** Start ITEMS **

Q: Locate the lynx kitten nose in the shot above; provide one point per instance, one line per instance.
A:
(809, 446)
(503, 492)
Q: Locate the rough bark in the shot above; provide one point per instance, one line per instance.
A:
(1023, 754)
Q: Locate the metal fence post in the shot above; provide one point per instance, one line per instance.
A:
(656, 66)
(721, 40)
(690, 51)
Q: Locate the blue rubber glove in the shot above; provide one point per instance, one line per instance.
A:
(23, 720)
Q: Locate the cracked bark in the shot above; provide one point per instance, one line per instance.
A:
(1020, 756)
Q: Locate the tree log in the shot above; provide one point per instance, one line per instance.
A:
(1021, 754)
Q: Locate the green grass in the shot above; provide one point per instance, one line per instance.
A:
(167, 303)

** End ITEMS **

Rescale the rows above by reproducing every line, requests included, with each point coordinate in the answers multiplied by 1.95 and rounded to the nearest whole number, halves rounded up. Leave the requests unchanged.

OUTPUT OF THE TASK.
Q: Locate the lynx kitten nose in the shot above; provide one point per instance, one line per instance.
A:
(1578, 870)
(981, 959)
Q: Locate the rough bark in the shot above; provide one point per instance, one line per instance.
A:
(1995, 1470)
Q: Locate the metal fence post in the shot above; provide one point per instance, one line per instance.
A:
(1279, 129)
(1406, 78)
(1346, 99)
Q: Locate the blue rubber glove in the shot above; provide one point per instance, one line per instance.
A:
(45, 1404)
Q: Locate the cracked bark in the shot above; provide one point per instance, one line per instance.
A:
(1989, 1474)
Q: Locate the tree log in the shot above; provide one point per instance, one line per instance.
A:
(1991, 1470)
Q: Locate the green grass in the shot above; provide one point per instance, one line per instance.
A:
(326, 591)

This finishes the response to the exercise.